■ Aufgabe
Sammle aus den nachstehenden Daten alle Zeilen, in denen die Zeichenfolge „roof“ vorkommt. Groß- und Kleinschreibung ist zu berücksichtigen.

■ Zu verarbeitende Daten
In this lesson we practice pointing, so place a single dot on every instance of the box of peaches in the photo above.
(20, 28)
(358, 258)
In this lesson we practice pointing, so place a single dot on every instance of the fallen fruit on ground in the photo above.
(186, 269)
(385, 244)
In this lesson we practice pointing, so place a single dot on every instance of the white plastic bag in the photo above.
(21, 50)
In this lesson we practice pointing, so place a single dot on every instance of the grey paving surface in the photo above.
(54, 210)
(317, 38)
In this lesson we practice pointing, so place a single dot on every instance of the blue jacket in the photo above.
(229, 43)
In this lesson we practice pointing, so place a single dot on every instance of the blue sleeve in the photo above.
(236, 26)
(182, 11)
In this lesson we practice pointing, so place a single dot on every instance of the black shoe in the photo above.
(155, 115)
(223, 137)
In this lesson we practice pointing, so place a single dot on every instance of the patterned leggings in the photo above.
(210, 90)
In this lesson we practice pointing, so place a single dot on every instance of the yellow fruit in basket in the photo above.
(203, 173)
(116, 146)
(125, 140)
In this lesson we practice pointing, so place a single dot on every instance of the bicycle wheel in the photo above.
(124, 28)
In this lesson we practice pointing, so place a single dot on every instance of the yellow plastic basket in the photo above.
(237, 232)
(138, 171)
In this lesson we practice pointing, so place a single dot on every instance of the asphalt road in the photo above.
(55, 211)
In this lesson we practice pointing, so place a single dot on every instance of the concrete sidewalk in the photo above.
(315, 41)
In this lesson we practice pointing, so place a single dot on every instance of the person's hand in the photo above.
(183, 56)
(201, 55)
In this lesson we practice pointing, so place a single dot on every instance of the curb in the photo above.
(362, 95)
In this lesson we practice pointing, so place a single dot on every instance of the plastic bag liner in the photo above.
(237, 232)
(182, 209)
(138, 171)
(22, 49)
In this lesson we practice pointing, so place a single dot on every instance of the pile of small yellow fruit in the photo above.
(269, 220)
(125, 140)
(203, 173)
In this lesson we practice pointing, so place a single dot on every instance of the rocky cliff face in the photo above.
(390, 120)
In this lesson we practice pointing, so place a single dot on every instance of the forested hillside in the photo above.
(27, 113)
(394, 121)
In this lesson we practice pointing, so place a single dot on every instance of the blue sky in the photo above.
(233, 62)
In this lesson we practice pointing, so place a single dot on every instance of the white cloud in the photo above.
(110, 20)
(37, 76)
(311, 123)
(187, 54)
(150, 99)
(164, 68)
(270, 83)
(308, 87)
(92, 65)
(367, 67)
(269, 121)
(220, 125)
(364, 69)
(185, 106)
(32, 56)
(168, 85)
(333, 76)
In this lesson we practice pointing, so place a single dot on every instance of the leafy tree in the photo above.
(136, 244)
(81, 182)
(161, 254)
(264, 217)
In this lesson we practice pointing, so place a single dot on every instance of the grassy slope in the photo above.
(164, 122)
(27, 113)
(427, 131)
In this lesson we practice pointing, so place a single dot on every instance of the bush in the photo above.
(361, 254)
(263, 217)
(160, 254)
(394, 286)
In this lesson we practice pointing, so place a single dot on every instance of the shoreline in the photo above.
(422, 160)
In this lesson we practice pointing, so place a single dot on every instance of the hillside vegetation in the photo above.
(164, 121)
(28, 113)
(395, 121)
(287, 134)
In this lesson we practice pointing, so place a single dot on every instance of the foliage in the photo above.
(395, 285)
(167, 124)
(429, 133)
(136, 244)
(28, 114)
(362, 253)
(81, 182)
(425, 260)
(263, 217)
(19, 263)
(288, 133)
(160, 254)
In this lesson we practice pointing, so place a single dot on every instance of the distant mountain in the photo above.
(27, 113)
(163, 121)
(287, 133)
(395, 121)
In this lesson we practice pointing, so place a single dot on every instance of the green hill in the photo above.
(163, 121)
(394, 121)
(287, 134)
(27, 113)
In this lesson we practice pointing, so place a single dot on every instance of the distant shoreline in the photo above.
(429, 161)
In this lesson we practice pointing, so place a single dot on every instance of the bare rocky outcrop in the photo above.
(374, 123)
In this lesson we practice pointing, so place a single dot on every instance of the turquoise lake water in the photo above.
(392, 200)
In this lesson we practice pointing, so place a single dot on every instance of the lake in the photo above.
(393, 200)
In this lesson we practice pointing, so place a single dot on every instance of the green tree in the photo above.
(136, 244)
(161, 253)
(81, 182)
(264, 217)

...

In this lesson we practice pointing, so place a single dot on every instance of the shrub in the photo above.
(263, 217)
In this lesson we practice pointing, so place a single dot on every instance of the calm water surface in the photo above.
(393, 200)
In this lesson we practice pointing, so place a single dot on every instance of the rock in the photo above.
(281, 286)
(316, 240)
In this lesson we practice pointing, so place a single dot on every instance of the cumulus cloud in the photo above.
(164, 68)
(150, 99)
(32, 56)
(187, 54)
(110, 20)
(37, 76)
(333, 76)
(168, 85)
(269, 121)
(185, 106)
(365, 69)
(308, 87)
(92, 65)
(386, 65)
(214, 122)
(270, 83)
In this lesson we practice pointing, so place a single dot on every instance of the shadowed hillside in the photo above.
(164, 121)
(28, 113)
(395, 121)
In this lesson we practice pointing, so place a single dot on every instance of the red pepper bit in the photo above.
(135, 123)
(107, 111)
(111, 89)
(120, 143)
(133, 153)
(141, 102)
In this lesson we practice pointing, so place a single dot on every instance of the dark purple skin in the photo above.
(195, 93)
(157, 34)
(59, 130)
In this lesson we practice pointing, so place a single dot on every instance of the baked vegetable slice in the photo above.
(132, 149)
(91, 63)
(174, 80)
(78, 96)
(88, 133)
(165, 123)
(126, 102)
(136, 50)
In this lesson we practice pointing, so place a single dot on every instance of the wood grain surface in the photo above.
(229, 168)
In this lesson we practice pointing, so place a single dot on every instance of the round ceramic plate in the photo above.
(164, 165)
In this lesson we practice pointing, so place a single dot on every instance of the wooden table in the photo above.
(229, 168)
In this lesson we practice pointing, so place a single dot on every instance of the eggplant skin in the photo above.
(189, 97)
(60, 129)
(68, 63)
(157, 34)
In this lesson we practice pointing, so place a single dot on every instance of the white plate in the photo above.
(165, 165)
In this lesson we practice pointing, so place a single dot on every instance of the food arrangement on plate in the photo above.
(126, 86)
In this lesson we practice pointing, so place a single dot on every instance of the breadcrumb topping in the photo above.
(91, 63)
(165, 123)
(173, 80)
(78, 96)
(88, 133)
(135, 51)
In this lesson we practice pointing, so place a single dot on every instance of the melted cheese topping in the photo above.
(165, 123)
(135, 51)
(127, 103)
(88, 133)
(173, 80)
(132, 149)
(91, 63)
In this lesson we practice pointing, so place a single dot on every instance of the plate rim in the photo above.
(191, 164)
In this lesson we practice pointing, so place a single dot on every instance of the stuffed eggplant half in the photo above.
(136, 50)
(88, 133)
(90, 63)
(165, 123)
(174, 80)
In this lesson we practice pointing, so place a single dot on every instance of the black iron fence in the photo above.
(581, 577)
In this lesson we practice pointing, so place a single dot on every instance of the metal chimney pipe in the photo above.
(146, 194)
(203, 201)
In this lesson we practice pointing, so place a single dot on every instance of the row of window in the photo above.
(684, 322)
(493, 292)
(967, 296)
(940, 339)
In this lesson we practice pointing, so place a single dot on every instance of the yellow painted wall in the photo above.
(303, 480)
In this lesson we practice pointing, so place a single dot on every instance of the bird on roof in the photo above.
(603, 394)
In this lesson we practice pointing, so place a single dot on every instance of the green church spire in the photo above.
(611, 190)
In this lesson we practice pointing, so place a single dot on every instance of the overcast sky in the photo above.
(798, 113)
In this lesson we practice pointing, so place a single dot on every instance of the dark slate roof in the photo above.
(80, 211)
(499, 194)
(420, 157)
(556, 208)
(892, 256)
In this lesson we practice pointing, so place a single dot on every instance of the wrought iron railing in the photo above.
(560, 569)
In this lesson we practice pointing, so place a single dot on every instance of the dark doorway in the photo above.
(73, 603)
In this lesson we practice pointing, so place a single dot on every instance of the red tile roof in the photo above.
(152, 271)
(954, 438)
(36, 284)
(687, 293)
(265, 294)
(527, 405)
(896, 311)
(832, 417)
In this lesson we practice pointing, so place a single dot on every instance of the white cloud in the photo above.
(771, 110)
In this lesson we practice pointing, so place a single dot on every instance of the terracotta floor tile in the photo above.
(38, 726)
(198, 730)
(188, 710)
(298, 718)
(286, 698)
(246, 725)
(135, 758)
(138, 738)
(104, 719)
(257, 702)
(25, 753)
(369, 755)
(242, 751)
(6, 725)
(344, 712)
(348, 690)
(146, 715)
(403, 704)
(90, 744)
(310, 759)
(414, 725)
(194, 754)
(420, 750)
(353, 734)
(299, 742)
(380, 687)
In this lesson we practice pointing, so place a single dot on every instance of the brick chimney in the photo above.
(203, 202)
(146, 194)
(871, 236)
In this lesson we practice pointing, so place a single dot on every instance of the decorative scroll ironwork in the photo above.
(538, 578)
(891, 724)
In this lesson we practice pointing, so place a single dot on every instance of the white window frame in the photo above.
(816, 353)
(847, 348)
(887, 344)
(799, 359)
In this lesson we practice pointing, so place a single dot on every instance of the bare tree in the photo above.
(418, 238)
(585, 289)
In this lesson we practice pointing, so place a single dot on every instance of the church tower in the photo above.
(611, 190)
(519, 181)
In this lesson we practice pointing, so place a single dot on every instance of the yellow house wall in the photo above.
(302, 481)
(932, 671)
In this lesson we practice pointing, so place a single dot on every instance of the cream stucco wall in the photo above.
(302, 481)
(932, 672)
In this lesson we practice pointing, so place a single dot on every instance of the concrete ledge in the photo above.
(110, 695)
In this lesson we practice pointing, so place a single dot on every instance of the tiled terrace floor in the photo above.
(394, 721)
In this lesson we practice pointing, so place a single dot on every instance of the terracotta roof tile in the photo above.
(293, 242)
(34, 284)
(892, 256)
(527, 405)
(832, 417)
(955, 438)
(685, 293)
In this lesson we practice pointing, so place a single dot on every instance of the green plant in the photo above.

■ Lösung
In this lesson we practice pointing, so place a single dot on every instance of the bird on roof in the photo above.
In this lesson we practice pointing, so place a single dot on every instance of the dark slate roof in the photo above.
In this lesson we practice pointing, so place a single dot on every instance of the red tile roof in the photo above.
In this lesson we practice pointing, so place a single dot on every instance of the terracotta roof tile in the photo above.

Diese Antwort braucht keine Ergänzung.